▶ PROBLEM TO WORK ON: Copy every line of the following data that includes the string "below".

▶ Point-per-instance localization data:

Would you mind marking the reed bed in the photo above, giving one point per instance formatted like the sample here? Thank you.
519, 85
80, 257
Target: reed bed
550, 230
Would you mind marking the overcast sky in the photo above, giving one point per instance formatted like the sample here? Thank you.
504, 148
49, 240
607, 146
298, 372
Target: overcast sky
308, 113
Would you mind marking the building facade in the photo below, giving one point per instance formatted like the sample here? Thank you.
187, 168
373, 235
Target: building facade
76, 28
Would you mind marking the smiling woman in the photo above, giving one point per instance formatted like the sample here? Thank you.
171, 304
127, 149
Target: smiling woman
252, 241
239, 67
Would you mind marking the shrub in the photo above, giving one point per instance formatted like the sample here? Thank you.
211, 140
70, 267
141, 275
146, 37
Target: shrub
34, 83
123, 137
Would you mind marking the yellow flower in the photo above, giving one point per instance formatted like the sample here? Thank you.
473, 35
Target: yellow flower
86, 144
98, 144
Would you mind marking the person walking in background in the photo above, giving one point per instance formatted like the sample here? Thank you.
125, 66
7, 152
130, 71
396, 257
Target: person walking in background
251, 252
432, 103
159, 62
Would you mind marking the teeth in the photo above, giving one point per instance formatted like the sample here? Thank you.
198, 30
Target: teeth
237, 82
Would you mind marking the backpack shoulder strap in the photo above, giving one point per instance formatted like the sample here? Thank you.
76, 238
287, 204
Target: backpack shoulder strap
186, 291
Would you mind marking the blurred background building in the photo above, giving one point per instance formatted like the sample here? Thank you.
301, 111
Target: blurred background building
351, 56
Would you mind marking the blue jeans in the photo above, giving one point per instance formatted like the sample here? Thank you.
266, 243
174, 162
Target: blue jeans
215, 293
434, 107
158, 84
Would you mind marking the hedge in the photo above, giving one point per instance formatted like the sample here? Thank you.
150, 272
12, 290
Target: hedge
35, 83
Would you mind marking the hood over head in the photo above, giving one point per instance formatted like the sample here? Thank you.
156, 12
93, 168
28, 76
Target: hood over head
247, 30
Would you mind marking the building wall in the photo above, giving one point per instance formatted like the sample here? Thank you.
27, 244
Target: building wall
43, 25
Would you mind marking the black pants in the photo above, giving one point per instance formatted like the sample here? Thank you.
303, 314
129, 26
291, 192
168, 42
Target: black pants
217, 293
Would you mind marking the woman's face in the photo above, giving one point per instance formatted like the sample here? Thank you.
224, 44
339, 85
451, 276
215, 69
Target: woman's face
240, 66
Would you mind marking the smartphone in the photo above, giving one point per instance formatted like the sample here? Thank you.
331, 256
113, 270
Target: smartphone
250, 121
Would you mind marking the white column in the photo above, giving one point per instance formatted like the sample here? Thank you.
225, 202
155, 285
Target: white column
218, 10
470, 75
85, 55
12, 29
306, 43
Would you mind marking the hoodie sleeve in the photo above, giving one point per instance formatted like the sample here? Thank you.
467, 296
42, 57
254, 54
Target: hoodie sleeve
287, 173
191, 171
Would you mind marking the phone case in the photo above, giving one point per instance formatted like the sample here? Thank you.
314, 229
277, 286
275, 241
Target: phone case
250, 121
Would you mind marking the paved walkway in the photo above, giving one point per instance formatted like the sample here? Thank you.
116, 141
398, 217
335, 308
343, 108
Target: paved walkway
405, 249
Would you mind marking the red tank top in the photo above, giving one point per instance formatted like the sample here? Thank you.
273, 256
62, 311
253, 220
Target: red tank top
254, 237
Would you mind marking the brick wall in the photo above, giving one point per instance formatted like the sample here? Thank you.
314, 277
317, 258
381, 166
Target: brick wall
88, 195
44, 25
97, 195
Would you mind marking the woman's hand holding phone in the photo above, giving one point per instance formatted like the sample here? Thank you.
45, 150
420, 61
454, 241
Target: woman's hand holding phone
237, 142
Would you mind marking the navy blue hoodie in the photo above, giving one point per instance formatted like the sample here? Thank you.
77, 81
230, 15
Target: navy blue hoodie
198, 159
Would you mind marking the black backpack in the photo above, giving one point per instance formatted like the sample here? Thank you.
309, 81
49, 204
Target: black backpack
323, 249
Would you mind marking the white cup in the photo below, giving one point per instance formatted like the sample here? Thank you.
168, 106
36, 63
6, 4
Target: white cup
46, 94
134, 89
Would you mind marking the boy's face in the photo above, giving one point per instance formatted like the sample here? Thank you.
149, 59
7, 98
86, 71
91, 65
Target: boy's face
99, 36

▶ WRITTEN ANSWER:
Would you mind marking the building facade in the photo below, giving one point per instance formatted like the sample here? Thank you.
Would you mind marking the white cup in the photo below, giving one point per instance formatted like the sample here? Thank you.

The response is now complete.